PROBLEMS TO WORK ON
- 1) In the passage on schism, whose letters do the "ravening wolves" think are in their favor?
- 2) Please output, word for word, the stretch of the passage on schism from "Did the sacrilege" through "cannot defile them?".

TEXT BLOCK
────────

11. Answer me this, ye ravening wolves, who, seeking to be clad in sheep's
clothing,(3) think that the letters of the blessed Cyprian are in your favor.
Did the sacrilege of schismatics defile Cyprian, or did it not? If it did, the
Church perished from that instant, and there remained no source from which ye
might spring. If it did not, then by what offense on the part of others can the
guiltless possibly be defiled, if the sacrilege of schism cannot defile them?
Wherefore, then, have ye severed yourselves? Wherefore, while shunning the
lighter offenses, which are inventions of your own, have ye committed the
heaviest offense of all, the sacrilege of schism? Will ye now perchance confess
that those men were no longer schismatics or heretics who had been baptized
without the communion of the Church, or in some heresy or schism, because by
coming over to the Church, and renouncing their former errors, they had ceased
to be what formerly they were? How then was it, that though they were not
baptized, their sins remained not on their heads? Was it that the baptism was
Christ's, but that it could not profit them without the communion of the Church;
yet when they came over, and, renouncing their past error, were received into
the communion of the Church by the laying on of hands, then, being now rooted
and founded in charity, without which all other things are profitless, they
began to receive profit for the remission of sins and the sanctification of
their lives from that sacrament, which, while without the pale of the Church,
they possessed in vain?

────────

DATA EXCERPTS
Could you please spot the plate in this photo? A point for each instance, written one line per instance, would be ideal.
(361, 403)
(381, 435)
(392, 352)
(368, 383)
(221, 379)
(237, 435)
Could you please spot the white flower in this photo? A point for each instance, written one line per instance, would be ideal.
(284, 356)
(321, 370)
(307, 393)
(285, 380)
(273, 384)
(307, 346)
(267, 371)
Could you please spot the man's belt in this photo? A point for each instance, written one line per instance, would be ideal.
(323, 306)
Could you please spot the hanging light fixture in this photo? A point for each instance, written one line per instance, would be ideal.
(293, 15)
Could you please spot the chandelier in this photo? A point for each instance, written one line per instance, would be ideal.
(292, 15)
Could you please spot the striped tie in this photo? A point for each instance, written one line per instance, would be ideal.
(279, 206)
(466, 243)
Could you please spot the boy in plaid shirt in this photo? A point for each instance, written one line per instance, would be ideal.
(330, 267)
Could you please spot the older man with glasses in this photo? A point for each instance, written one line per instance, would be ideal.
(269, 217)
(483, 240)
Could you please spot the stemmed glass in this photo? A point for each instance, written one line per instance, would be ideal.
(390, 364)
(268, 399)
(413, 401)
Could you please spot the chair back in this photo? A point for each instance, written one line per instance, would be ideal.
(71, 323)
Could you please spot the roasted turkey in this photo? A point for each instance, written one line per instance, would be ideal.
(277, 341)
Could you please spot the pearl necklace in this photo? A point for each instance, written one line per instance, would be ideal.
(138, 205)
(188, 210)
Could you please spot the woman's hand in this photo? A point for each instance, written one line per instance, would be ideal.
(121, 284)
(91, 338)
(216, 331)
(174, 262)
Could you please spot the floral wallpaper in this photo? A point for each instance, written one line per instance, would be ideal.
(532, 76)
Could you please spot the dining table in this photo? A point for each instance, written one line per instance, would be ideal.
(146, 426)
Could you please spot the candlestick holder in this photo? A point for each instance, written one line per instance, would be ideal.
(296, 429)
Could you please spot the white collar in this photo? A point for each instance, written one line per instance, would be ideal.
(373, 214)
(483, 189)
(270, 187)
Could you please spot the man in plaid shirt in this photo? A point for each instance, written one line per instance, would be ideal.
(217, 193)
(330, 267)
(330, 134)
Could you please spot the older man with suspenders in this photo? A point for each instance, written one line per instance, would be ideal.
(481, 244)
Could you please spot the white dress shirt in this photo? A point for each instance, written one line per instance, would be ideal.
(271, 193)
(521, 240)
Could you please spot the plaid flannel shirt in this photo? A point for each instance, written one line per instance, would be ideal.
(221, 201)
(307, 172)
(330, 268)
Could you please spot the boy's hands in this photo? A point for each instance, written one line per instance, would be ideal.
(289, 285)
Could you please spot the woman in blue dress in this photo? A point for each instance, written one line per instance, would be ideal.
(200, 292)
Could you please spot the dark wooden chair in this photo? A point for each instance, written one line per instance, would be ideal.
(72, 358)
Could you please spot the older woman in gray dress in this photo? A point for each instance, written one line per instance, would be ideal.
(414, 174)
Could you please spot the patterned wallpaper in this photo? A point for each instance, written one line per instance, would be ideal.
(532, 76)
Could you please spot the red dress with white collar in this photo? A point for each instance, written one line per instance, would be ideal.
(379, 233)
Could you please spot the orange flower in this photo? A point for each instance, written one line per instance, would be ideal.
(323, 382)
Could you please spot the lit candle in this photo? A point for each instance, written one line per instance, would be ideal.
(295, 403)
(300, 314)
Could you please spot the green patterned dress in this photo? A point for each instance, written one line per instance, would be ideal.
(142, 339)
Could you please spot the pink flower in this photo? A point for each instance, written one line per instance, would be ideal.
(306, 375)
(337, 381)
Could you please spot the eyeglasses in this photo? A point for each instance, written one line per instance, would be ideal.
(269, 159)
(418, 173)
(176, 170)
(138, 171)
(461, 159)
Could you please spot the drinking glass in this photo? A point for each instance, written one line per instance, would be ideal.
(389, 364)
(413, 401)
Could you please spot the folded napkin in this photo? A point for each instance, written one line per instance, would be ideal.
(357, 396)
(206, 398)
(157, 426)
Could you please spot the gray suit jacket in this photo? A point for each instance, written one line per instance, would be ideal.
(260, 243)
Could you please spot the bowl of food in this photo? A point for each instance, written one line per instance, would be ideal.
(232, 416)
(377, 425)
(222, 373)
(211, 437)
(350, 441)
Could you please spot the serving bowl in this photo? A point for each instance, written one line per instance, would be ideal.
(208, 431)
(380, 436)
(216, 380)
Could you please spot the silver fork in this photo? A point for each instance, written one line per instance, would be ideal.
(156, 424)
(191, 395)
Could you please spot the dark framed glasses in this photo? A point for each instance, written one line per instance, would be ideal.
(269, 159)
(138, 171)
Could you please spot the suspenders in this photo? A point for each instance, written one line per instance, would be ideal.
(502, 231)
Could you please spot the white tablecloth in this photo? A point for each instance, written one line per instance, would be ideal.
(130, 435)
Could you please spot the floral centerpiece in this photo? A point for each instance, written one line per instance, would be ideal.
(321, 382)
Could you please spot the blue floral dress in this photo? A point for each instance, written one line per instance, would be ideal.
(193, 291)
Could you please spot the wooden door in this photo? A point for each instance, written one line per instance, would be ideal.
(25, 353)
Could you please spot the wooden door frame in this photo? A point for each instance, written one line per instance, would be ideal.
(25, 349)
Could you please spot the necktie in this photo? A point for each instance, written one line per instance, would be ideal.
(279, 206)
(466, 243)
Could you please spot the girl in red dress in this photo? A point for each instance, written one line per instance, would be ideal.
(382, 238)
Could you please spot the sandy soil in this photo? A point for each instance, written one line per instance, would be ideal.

────────

SET OF ANSWERS
- 1) The letters of the blessed Cyprian.

- 2)
Did the sacrilege of schismatics defile Cyprian, or did it not? If it did, the
Church perished from that instant, and there remained no source from which ye
might spring. If it did not, then by what offense on the part of others can the
guiltless possibly be defiled, if the sacrilege of schism cannot defile them?